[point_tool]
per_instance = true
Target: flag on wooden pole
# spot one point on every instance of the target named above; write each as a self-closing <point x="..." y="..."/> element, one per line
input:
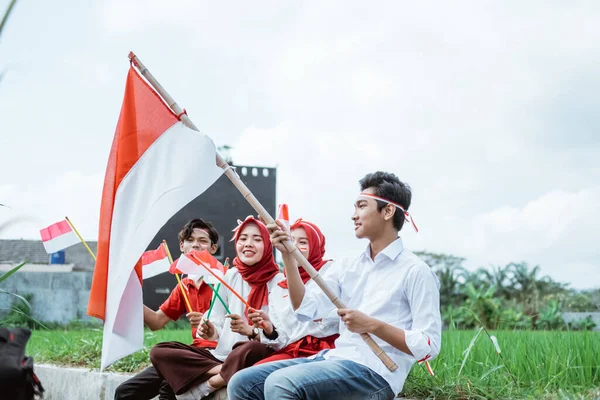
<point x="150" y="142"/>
---
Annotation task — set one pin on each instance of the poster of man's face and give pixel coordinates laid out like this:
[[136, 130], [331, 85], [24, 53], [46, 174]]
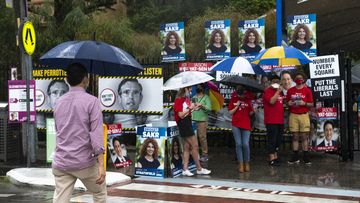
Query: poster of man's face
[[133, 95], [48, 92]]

TREŚĆ ZADANIA — Wyodrębnij z powyższych wierszy każdy, w którym występuje słowo „face”.

ODPOWIEDŹ PONIŻEJ —
Annotation task — set one pin on each instance of the poster of man's face and give pixel coordinates laid out like this:
Query: poster of man's face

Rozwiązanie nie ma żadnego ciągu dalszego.